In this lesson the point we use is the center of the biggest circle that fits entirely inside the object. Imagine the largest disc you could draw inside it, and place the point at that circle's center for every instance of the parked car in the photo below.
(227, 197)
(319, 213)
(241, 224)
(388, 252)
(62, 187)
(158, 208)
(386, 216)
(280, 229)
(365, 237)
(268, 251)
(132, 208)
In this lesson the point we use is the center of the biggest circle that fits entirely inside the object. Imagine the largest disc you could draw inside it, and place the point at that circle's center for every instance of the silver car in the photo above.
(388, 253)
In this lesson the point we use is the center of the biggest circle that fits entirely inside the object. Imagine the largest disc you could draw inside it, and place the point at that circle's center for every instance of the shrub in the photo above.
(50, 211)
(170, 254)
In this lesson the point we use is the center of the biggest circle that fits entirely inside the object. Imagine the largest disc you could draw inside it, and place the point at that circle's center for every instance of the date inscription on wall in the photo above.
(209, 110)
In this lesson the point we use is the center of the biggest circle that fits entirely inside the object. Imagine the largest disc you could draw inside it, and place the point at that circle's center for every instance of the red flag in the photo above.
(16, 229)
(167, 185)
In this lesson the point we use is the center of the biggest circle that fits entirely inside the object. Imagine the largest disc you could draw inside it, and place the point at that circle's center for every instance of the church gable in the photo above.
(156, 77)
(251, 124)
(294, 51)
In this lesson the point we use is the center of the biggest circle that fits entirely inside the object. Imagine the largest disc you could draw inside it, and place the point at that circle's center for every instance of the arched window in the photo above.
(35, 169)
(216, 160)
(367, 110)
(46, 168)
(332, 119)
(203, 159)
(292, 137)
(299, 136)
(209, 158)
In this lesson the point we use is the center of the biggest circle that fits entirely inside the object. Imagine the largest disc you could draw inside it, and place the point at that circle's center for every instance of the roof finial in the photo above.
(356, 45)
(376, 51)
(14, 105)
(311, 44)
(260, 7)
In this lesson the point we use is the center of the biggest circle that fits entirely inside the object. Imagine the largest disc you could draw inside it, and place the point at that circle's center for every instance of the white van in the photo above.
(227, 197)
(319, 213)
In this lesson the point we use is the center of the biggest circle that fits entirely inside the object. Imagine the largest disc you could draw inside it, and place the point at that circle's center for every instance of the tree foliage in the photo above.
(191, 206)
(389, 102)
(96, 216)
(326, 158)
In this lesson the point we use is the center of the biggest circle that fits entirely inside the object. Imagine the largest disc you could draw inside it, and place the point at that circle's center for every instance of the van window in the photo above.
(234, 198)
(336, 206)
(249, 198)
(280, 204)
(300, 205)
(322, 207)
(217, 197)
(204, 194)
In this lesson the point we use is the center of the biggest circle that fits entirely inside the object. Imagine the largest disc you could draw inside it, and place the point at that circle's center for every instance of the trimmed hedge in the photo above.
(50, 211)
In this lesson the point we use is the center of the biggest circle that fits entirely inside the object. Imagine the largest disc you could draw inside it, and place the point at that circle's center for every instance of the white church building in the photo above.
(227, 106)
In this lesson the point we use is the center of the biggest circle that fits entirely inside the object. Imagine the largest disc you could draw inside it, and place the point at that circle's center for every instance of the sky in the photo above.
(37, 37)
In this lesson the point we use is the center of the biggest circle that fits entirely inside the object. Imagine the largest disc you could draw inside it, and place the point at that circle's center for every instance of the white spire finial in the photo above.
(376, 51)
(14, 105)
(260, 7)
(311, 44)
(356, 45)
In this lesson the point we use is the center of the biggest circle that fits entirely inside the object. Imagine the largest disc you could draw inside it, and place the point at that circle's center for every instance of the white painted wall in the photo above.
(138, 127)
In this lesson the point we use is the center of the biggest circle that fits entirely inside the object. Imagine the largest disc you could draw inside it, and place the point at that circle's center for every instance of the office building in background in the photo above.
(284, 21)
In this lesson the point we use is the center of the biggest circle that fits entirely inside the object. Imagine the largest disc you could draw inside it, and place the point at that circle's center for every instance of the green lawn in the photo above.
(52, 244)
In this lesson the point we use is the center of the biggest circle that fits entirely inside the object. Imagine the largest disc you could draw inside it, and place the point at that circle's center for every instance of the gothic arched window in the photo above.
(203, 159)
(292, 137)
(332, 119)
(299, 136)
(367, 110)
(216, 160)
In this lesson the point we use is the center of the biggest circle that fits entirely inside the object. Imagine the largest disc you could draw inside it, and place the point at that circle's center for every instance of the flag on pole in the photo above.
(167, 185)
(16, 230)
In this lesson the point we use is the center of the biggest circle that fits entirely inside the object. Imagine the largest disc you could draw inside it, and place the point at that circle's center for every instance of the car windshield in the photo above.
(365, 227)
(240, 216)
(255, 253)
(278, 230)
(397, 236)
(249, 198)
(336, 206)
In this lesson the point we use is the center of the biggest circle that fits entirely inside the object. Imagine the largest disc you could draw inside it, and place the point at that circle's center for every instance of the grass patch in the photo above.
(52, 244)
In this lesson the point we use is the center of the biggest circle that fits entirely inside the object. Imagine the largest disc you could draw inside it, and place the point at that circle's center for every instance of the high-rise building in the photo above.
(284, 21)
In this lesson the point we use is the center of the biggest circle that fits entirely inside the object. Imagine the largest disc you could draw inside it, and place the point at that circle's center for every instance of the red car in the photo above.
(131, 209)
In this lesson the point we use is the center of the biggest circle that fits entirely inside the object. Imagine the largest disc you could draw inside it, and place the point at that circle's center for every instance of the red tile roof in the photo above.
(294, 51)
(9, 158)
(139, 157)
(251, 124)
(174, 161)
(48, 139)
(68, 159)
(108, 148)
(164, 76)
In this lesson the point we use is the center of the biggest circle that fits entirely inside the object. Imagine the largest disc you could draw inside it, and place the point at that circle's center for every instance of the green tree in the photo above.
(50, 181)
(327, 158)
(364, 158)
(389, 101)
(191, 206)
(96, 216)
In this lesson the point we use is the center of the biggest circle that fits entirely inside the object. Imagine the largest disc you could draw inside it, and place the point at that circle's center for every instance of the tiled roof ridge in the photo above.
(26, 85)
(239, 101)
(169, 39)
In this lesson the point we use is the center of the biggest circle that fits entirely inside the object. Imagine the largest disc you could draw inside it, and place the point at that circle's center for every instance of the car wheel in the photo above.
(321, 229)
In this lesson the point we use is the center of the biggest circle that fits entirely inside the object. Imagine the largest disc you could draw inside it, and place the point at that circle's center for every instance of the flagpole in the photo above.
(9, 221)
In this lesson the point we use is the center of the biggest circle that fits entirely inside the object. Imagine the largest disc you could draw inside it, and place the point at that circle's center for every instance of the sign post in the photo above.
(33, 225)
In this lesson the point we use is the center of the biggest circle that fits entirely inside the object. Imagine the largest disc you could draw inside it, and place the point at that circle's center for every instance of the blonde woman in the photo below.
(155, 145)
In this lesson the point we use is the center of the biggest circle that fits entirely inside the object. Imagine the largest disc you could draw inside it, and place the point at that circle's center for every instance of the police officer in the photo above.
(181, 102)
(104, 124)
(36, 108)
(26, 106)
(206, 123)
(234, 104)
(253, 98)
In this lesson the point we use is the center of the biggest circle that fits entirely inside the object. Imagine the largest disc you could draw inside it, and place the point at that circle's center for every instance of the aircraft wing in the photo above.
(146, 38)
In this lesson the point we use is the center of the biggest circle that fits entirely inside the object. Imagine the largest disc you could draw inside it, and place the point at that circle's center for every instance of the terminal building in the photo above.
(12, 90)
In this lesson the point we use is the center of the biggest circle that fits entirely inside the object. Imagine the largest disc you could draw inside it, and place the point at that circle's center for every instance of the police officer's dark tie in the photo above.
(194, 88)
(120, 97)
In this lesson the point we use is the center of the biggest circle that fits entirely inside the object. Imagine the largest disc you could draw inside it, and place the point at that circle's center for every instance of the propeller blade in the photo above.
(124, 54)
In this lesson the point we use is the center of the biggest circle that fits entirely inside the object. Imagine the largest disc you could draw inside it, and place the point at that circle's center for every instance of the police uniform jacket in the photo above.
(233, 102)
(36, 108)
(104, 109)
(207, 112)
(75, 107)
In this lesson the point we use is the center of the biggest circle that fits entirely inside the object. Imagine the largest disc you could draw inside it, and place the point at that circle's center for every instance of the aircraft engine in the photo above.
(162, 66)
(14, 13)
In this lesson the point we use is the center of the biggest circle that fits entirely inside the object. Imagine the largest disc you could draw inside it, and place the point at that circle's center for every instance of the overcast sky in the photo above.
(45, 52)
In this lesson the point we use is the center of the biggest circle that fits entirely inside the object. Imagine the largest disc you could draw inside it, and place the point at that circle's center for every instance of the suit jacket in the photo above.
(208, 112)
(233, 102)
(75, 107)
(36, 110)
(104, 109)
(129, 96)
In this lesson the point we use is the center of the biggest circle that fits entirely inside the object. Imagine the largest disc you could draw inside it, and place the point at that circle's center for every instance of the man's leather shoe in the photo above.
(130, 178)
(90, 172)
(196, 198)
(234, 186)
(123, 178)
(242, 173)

# # # # #

#### Task details
Beginning at the line that holds "suit jacket in the photo above.", reproduce the lines exactly up to and including the final line of the entries.

#### Exercise output
In this lesson the point we use is the center of the biggest circle that fits entirely inside the object. Imagine the largest disc you could draw inside it, and place the point at that circle's center for every instance of the suit jacket in the photo above.
(208, 112)
(233, 102)
(75, 107)
(36, 110)
(104, 109)
(129, 96)
In this lesson the point we use is the center of the biggest circle that fits entirely inside the object. Imagine the largest disc you could draw inside it, and place the point at that circle's center for every instance of the man's leather shoe in the photo above.
(130, 178)
(90, 172)
(196, 198)
(234, 186)
(123, 178)
(242, 173)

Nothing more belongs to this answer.